Task description |
Reproduce the listing below as a numbered list, from its first line through the line containing "223L153 231L162 229L159", including both, with blank lines omitted. Leave the pictures out.

━━━━

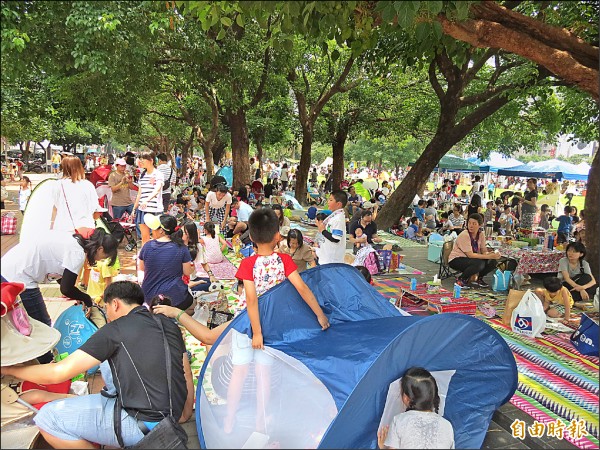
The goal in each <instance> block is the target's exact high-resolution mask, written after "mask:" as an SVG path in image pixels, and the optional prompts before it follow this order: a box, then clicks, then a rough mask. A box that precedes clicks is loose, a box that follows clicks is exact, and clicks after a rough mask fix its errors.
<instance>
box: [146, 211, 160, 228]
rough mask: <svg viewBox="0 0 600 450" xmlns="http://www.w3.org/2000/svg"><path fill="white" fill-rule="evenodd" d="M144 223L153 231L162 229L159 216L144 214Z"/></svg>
mask: <svg viewBox="0 0 600 450" xmlns="http://www.w3.org/2000/svg"><path fill="white" fill-rule="evenodd" d="M144 223H145V224H146V225H147V226H148V228H150V229H151V230H158V229H159V228H160V218H159V216H155V215H154V214H150V213H146V214H144Z"/></svg>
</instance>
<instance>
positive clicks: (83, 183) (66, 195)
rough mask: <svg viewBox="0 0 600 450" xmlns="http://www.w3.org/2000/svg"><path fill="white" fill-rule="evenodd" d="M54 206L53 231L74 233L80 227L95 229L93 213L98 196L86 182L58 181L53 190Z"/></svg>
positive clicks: (62, 179) (96, 206) (96, 204)
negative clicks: (63, 192) (53, 225)
mask: <svg viewBox="0 0 600 450" xmlns="http://www.w3.org/2000/svg"><path fill="white" fill-rule="evenodd" d="M63 190H64V193H63ZM67 205H68V207H67ZM54 206H56V218H55V219H54V227H53V230H62V231H69V232H74V231H75V229H76V228H81V227H86V228H96V224H95V223H94V211H96V208H97V207H98V194H97V193H96V189H94V185H93V184H92V183H90V182H89V181H88V180H79V181H77V182H75V183H73V182H72V181H71V180H70V179H69V178H65V179H62V180H59V182H58V183H56V186H55V189H54Z"/></svg>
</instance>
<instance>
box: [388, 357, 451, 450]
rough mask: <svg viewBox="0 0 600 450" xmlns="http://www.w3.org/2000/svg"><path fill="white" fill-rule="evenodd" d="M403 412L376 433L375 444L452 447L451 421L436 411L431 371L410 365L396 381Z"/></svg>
mask: <svg viewBox="0 0 600 450" xmlns="http://www.w3.org/2000/svg"><path fill="white" fill-rule="evenodd" d="M400 392H401V398H402V403H404V405H405V406H406V412H403V413H400V414H398V415H397V416H395V417H394V419H393V420H392V425H391V426H389V425H388V426H384V427H382V428H381V429H380V430H379V432H378V433H377V442H378V443H379V448H454V430H453V429H452V424H451V423H450V422H449V421H448V420H446V419H444V418H443V417H442V416H440V415H439V414H438V410H439V406H440V396H439V394H438V387H437V383H436V381H435V378H433V375H431V373H430V372H429V371H427V370H425V369H423V368H421V367H411V368H410V369H408V370H407V371H406V373H405V374H404V376H403V377H402V380H401V381H400Z"/></svg>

━━━━

Exercise result |
1. The goal in each <instance> block is the target's exact high-resolution mask, written after "mask:" as an SVG path in image pixels, and the optional prompts before it follow this order: a box, then clicks, then a rough mask. A box that precedes clicks is loose, a box that follows clicks is exact, and clicks after a rough mask fix its errors.
2. <instance>
3. box: [146, 211, 160, 228]
4. rough mask: <svg viewBox="0 0 600 450" xmlns="http://www.w3.org/2000/svg"><path fill="white" fill-rule="evenodd" d="M144 223L153 231L162 229L159 216L144 214Z"/></svg>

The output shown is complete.